§ STATED GOAL 1:
Answer these questions from the article on social learning in water management:
(a) How long after the research process was the evaluation of social learning impacts conducted?
(b) What meeting format was used for government and NGOs?
(c) How were the meetings for the community organized?

§ ARTICLE:
-- Start --
Ten months later an evaluation was conducted to assess social learning impacts of the research process on the participants and explore whether changes in attitude or behavior had been effected. The following sections expand on aspects of the research process that were important in creating supportive conditions for social learning to occur.

Arrangements to anticipate and meet challenges for effective social learning

The participatory process was designed carefully to adapt best international practice in public participation (Buchy and Hoverman 2000, Ross et al. 2002) to the cultural and organizational setting, and to manage for possible impediments to social learning. Even in developed countries where stakeholder representatives often bring allied technical and professional backgrounds, effective social learning faces challenges in achieving stakeholders’ understanding of system complexity and in fostering recognition and acceptance of mutual interdependence in the complex human-environment systems of water management. Appreciation of others’ perspectives requires dialogue but in developed countries, as part of their understanding of how the world works, stakeholders often bring to the process some level of prior knowledge about an integrated water cycle, management systems, service delivery, strategic planning, budgeting, or system maintenance requirements, complemented by agency data, management, and planning systems.

In the Solomon Islands, it was clear that because of limited technical data sets, a full understanding of current water management would require pooling all available knowledge and achieving convergence on key points among stakeholders, given the distributed locus of authority for water resource management decisions at the village and individual level, and limited government resources and capacity for regulatory enforcement. With multiple and diverse values attached to natural resources, but particularly water, it was also important to avoid excluding any relevant information. However, the history of conflict between the government and the customary owners posed potential barriers that needed to be overcome to achieve communication and effective social learning. As with the Millennium Ecosystem Assessment, the research team had a commitment to resolving scale and knowledge systems issues incorporating local with global/scientific knowledge (Reid et al. 2006) to capture community information on catchment and customary management, transcend any language barriers, and overcome significant differences in knowledge systems or cultures. Supporting arrangements included attention to format, protocols, and sequencing of meetings, accommodation to diverse knowledge systems, the use of ‘bridging’ individuals and of low threat elicitation and discussion techniques to reveal and ponder differing world views.

Appropriate meeting protocols

Separate meetings held with community members, government, and NGOs were designed to be inclusive, and followed principles of good public participation, including transparency, inclusiveness, and representativeness (Rowe and Frewer 2000, 2005) customized for local expectations. Status issues associated with gendered cultural roles, education, and authority informed session designs. Care was taken to recognize the differences within the customary landowner groups and their complex motives for participation while also ensuring community processes did not override existing legitimate decision making processes (Cooke and Kothari 2001). Thus a workshop format was used for government and NGOs but small group meetings in separate men’s and women’s groups were held for community. A workshop format presupposes participants are committed to public debate and public opinion formation, and able to put forward arguments for consideration, defend them, and negotiate their incorporation into the accepted view of social truth. Potential participants who see themselves as unable to challenge authority or who consider themselves politically powerless are unlikely to attend, or if attending, to contribute (Hoverman 1997) particularly in some cultural contexts. The identification of ‘citizen’ with its expectation of participation in public debate and public opinion formation has historically been seen as male (Fraser 1986). Although this has changed significantly in many developed countries, there has been less change in some traditional societies.
-- End --
[Lines of data]
-- Start --
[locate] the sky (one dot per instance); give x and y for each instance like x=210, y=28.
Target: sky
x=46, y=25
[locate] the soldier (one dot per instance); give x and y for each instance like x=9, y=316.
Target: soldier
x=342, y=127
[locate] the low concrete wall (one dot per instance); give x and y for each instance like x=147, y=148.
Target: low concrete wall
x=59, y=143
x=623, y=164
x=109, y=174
-- End --
-- Start --
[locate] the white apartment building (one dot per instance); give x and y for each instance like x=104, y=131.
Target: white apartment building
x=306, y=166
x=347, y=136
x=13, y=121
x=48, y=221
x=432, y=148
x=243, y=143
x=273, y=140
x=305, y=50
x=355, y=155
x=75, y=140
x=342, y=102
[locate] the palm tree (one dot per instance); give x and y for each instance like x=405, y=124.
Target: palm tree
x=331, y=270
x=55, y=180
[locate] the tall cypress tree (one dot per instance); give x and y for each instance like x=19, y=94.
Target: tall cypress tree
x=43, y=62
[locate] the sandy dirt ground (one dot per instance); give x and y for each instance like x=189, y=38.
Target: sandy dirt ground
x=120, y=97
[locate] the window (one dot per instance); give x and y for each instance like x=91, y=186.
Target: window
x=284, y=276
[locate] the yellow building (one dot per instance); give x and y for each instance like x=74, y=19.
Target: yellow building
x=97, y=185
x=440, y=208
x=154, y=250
-- End --
§ STATED GOAL 2: Shift every answer coordinate by adding 90 to each x and y value. Rewrite all the rows, requests included, starting at the row that contains "[locate] the white" and ending at the row that contains "x=305, y=50".

§ COMPLETE RESPONSE 1:
(a) Ten months later.
(b) A workshop format.
(c) As small group meetings in separate men's and women's groups.

§ COMPLETE RESPONSE 2:
[locate] the white apartment building (one dot per instance); give x and y for each instance like x=104, y=131.
Target: white apartment building
x=396, y=256
x=437, y=226
x=103, y=211
x=138, y=311
x=522, y=238
x=333, y=233
x=363, y=230
x=395, y=140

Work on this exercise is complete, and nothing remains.